Stored entries ▸
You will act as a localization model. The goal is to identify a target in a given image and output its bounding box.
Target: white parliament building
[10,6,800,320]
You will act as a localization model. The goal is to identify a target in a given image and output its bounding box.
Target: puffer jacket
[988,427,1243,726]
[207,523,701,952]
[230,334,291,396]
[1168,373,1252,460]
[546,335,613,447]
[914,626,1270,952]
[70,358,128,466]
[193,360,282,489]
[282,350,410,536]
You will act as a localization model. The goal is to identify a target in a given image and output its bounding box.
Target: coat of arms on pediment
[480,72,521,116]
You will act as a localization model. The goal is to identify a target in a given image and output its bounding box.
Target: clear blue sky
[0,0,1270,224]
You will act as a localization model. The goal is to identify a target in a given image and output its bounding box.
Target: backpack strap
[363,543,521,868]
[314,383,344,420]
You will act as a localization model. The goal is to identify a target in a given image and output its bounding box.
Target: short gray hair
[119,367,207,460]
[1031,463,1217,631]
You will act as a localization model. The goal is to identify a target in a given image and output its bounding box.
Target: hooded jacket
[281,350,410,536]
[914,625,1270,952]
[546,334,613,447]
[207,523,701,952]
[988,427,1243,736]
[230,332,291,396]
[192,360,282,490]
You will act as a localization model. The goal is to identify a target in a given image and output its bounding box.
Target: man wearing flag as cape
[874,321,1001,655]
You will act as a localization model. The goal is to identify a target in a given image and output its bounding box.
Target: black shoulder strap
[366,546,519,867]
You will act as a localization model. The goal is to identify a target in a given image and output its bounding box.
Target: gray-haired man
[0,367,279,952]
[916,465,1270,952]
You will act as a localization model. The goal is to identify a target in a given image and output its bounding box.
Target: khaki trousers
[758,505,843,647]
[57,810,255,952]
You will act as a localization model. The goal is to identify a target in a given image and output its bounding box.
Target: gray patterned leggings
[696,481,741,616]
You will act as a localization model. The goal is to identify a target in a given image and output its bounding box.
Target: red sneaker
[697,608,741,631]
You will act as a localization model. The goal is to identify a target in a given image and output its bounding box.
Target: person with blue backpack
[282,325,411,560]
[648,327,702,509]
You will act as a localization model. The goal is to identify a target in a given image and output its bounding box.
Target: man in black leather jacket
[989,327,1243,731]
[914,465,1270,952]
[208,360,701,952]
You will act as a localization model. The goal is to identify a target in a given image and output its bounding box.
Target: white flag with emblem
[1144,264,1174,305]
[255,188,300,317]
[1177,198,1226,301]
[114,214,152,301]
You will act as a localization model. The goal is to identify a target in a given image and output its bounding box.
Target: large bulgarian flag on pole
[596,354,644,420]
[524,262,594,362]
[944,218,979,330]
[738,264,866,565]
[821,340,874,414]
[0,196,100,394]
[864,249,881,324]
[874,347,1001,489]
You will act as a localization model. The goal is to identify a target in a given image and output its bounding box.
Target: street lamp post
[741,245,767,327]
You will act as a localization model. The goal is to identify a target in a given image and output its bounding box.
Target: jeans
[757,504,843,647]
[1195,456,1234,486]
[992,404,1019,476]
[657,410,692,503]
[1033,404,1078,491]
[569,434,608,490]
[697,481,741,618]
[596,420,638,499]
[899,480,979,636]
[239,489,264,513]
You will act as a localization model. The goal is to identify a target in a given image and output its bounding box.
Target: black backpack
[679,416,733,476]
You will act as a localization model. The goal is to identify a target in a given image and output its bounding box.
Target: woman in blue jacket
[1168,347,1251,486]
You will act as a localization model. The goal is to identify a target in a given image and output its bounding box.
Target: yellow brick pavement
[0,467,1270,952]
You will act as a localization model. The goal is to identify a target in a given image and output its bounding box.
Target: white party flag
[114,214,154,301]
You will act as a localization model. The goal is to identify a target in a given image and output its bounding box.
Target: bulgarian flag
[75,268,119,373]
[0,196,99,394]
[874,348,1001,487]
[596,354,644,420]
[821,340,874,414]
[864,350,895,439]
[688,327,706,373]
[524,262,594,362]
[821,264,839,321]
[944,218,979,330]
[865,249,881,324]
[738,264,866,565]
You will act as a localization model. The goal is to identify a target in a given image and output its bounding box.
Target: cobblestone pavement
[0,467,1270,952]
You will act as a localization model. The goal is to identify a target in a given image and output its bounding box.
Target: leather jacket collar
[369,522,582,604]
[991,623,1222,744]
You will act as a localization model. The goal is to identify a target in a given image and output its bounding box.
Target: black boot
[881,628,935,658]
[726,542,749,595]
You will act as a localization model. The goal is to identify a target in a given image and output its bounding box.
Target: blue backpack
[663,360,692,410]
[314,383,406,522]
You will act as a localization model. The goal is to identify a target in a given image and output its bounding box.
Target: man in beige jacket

TASK TO COMPLETE ▸ Express every line of the rows above as a Markdown table with the columns "No." and "Line," putting the line's number in "No." and the line itself in "Line," and leave out any blank lines.

SOLUTION ▸
| No. | Line |
|---|---|
| 1 | You will act as a localization model. The goal is to identify a target in a given image and output its bounding box. |
| 2 | Target: white parliament building |
| 3 | [10,6,800,320] |
| 4 | You will act as a localization model. The goal is to identify a target in a given image and output its bounding box. |
| 5 | Target: puffer jacket |
| 6 | [988,427,1243,726] |
| 7 | [207,523,701,952] |
| 8 | [230,334,291,396] |
| 9 | [1168,373,1252,460] |
| 10 | [546,335,613,447] |
| 11 | [914,626,1270,952] |
| 12 | [70,358,128,466] |
| 13 | [193,360,282,489] |
| 14 | [282,350,410,536] |
| 15 | You will act as a localization model. The goal is to identify a target in a given image and output its bounding box. |
| 16 | Target: coat of arms on pediment |
| 17 | [480,72,521,116] |
| 18 | You will act as a localization model. The goal is to identify a target in a given image and output its bounding box. |
| 19 | Target: clear blue sky |
| 20 | [0,0,1270,224] |
| 21 | You will act as a localization model. The goal is to identify a target in a given image and output its bounding box. |
| 22 | Target: backpack strap |
| 23 | [363,543,521,868] |
| 24 | [314,383,344,420] |
| 25 | You will act as a localization model. The goal is to identify a target in a given image and output its bounding box. |
| 26 | Target: short gray hair |
| 27 | [119,367,207,460] |
| 28 | [1031,463,1217,631] |
| 29 | You will act as a localization model. The goal is to identify a target in a given image and output its bounding box. |
| 30 | Target: hooded jacket |
| 31 | [281,350,410,536] |
| 32 | [914,625,1270,952] |
| 33 | [546,334,613,447] |
| 34 | [207,523,701,952] |
| 35 | [988,427,1243,736] |
| 36 | [230,332,291,396] |
| 37 | [192,360,282,490] |
| 38 | You will act as a localization model. The goal is to identify a target in a given image and output its bounding box. |
| 39 | Target: man wearing flag as cape |
| 40 | [874,321,1001,655] |
| 41 | You will act as a localization model. The goal is to identify a target in a given image and output its bounding box. |
| 42 | Target: black shoulder strap |
| 43 | [366,546,519,867] |
| 44 | You will act as a localization model. The goal is to identify a target in a given image and output its bounding box. |
| 45 | Target: gray-haired man |
| 46 | [0,367,279,952] |
| 47 | [916,465,1270,952] |
| 48 | You will act as a localization model. The goal is to identify a target in a given image and output its bounding box. |
| 49 | Target: khaki trousers |
| 50 | [758,505,843,647] |
| 51 | [57,810,255,952] |
| 52 | You will act as a localization model. The goal is to identify a target in a given image and output its bounding box. |
| 53 | Target: gray patterned leggings |
| 54 | [696,481,741,616] |
| 55 | You will act as a localization model. The goal is to identify a target in a given image and output its bounding box. |
| 56 | Target: red sneaker |
| 57 | [697,608,741,631] |
| 58 | You will act as a localization model. The goal is to identify a target in a given image and output its bounding box. |
| 59 | Target: person with blue backpack |
| 60 | [282,325,411,560] |
| 61 | [648,327,702,509] |
| 62 | You will act as a localization model. The goal is to identify a target in a given image and output its bounding box. |
| 63 | Target: man in black leather jacket |
| 64 | [989,327,1243,731] |
| 65 | [914,465,1270,952] |
| 66 | [208,360,701,952] |
| 67 | You will act as a localization model. The goal is to identify a target in a given image and output its bounding box. |
| 68 | Target: white flag with emblem |
| 69 | [1144,264,1174,305] |
| 70 | [255,188,300,317] |
| 71 | [1177,198,1226,301] |
| 72 | [114,214,152,301] |
| 73 | You will act as a localization model. The goal is to identify a target in a given image and output its bounding box. |
| 74 | Target: large bulgarian flag on pole |
| 75 | [596,354,644,420] |
| 76 | [524,262,594,362] |
| 77 | [944,218,979,330] |
| 78 | [738,264,866,565] |
| 79 | [821,340,874,414] |
| 80 | [0,196,100,394] |
| 81 | [864,249,881,324] |
| 82 | [874,347,1001,489] |
| 83 | You will act as a localization model. The goal is to identify a target in a given image and output its bounding box. |
| 84 | Target: street lamp post |
| 85 | [741,245,767,327] |
| 86 | You will act as a localization model. The goal is to identify a target in a given image and output its bounding box. |
| 87 | Target: jeans |
| 88 | [757,504,843,647] |
| 89 | [1195,456,1234,486] |
| 90 | [992,404,1019,476] |
| 91 | [657,410,692,503] |
| 92 | [1033,404,1078,491] |
| 93 | [569,434,608,490] |
| 94 | [697,481,741,618] |
| 95 | [596,420,638,499] |
| 96 | [899,480,979,636] |
| 97 | [239,489,264,513] |
| 98 | You will act as a localization model. The goal is to identify a target in a given image and output its bounding box. |
| 99 | Target: black backpack |
| 100 | [679,416,733,476] |
| 101 | You will act as a localization model. The goal is to identify a target in a given image and output its bounding box. |
| 102 | Target: woman in blue jacket |
| 103 | [1168,347,1251,486] |
| 104 | You will act as a localization model. The goal is to identify a target in a given image and output its bounding box. |
| 105 | Target: yellow brick pavement |
| 106 | [0,467,1270,952] |
| 107 | You will act as a localization model. The goal is to identify a target in a given image and output its bounding box. |
| 108 | Target: white party flag |
| 109 | [114,214,154,301] |
| 110 | You will act as a localization model. The goal is to identify a target in a given image and output its bounding box. |
| 111 | Target: bulgarian flag |
| 112 | [75,268,119,373] |
| 113 | [0,196,99,394] |
| 114 | [874,348,1001,487] |
| 115 | [596,354,644,420] |
| 116 | [821,340,874,414] |
| 117 | [864,350,895,439] |
| 118 | [688,327,706,373] |
| 119 | [524,262,594,362] |
| 120 | [821,264,839,321] |
| 121 | [944,218,979,330] |
| 122 | [865,249,881,324] |
| 123 | [738,264,866,565] |
| 124 | You will act as a localization model. The goal is to identify a target in a given image and output its bounding box. |
| 125 | Target: cobblestone pavement |
| 126 | [0,467,1270,952] |
| 127 | You will act as a localization model. The goal is to identify a target in a given image and output its bounding box. |
| 128 | Target: leather jacket collar |
| 129 | [369,522,582,604] |
| 130 | [991,623,1222,744] |
| 131 | You will act as a localization model. The goal is to identify a target in a given image and output its bounding box. |
| 132 | Target: black boot |
| 133 | [881,628,935,658] |
| 134 | [726,542,749,595] |
| 135 | You will act as a localization model. The goal is to identify a target in a given image and output its bounding box. |
| 136 | Target: blue backpack |
| 137 | [663,360,692,410] |
| 138 | [314,383,406,522] |
| 139 | You will act as a localization model. The goal is to identify a target in a given image and output its bounding box. |
| 140 | Target: man in beige jacket |